* **STATED GOAL**:
Collect every line in the rows below that contains the word "white" and copy each one in full.

== AVAILABLE DATA ==

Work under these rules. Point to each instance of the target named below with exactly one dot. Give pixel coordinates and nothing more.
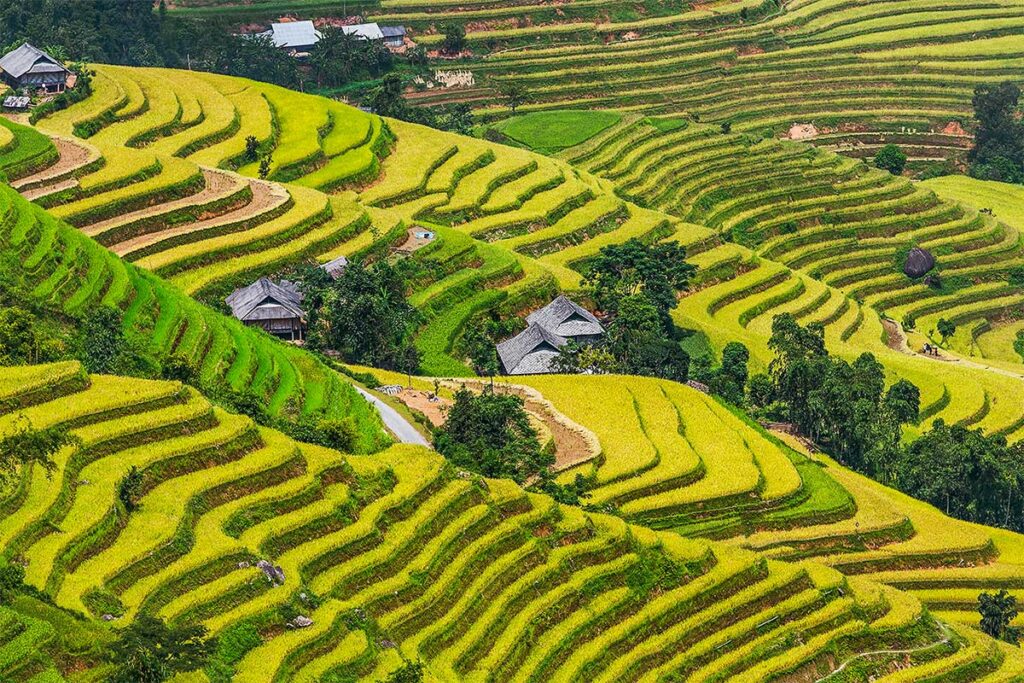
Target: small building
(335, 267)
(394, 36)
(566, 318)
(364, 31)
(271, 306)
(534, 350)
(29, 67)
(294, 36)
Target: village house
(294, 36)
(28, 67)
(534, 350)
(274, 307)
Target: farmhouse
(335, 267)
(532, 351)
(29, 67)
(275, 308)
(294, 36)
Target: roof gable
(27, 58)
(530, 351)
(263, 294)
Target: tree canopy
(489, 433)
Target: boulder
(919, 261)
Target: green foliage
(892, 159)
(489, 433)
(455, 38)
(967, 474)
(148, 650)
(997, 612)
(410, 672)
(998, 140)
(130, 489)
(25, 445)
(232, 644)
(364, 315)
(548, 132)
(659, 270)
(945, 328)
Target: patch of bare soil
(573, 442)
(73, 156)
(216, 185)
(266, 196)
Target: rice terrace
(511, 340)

===
== AVAILABLE DATA ==

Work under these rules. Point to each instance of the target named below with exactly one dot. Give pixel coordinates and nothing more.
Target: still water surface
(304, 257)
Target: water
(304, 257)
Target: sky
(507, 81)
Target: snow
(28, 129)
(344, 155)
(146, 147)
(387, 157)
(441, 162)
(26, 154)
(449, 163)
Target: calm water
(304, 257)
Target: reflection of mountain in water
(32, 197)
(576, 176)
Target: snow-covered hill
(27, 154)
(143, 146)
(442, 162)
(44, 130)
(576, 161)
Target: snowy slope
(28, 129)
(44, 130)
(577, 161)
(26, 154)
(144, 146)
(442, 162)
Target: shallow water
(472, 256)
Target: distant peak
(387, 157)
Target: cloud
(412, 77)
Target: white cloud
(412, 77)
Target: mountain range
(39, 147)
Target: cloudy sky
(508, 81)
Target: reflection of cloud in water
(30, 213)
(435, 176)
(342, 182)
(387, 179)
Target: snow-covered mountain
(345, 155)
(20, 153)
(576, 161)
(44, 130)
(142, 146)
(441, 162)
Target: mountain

===
== AVAILABLE DATA ==

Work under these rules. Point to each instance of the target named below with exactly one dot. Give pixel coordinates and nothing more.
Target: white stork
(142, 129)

===

* **EXERCISE ANSWER**:
Target: white cloud
Target: white stork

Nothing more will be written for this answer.